--- Start of Dataset rows ---
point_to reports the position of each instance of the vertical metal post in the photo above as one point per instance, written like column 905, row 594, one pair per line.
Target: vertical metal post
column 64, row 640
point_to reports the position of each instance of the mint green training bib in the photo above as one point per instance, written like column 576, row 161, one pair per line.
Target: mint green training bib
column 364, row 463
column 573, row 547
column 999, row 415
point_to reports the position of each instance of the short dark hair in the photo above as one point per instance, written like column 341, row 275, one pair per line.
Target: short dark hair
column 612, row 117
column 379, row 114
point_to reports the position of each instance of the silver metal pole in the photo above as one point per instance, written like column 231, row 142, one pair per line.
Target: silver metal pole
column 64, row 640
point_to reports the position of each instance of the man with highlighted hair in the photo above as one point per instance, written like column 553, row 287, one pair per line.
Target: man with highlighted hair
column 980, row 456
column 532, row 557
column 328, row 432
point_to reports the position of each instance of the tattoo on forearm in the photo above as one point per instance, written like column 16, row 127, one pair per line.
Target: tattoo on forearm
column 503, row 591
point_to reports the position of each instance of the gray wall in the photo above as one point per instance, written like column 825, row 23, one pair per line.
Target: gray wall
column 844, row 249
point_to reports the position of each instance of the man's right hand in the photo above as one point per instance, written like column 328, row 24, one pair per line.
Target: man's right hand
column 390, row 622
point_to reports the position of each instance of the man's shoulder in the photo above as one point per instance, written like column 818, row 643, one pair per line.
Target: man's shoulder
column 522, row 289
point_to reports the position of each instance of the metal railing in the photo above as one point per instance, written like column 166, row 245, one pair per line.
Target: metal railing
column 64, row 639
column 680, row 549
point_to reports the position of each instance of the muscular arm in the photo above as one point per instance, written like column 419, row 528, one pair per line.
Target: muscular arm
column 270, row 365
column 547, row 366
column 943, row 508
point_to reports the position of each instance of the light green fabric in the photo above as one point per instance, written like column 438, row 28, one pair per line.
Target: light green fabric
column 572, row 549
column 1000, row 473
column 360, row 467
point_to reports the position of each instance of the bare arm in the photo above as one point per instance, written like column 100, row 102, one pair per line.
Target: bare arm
--- End of Dataset rows ---
▸ **Work instructions**
Reproduce each line verbatim.

▸ **Answer**
point_to reports the position of each instance of the vertical metal post in the photo above as one point per instance, written like column 905, row 594, one pair per line.
Target: vertical metal post
column 64, row 640
point_to reports the position of each instance of the mint green training bib in the photo above as one point per instance, written like column 576, row 161, one pair per line.
Target: mint green training bib
column 364, row 463
column 573, row 547
column 999, row 415
point_to reports the position of each instance of the short dark hair in the photo above as one point per instance, written like column 341, row 275, one pair per line.
Target: short dark hair
column 612, row 117
column 379, row 114
point_to reports the position of each instance of the silver metal pole in the photo above as one point per instance, written like column 231, row 142, one pair per line.
Target: silver metal pole
column 64, row 640
point_to reports the position of each instance of the man with highlighted hair in the photo above as one point per instance, written like column 553, row 287, one pair per line.
Target: man with highlighted hair
column 980, row 456
column 532, row 557
column 328, row 432
point_to reports the position of each instance of the tattoo on forearm in the photo above as one point per instance, written like column 16, row 127, one pair per line.
Target: tattoo on forearm
column 503, row 591
point_to reports the position of each instance of the gray wall in the photo above as one point per instance, written like column 825, row 23, one pair per line.
Target: gray wall
column 844, row 249
point_to reports the position of each instance of the man's right hand in the photo above as one point per instance, written like column 328, row 24, one pair per line.
Target: man's right hand
column 390, row 622
point_to reports the position of each instance of the man's shoulder in the photo above as one point per instance, written like column 818, row 643, one pair per line.
Target: man's shoulder
column 522, row 289
point_to reports the position of each instance of the metal railing in the photo above as one point per instance, written like column 166, row 245, one pair per line.
Target: metal railing
column 64, row 639
column 680, row 549
point_to reports the position of each instance of the muscular arm in the photo above as one point per instance, written like column 419, row 528, one pair per line.
Target: muscular arm
column 270, row 365
column 547, row 366
column 943, row 508
point_to reports the position of each instance of the light green fabric in the photo above as one point per instance, written like column 438, row 28, one pair per line.
Target: light green fabric
column 572, row 549
column 1000, row 473
column 360, row 467
point_to reports the position of each instance of the bare arm in the photo above as one point per instance, written like column 100, row 102, one pair per line.
Target: bare arm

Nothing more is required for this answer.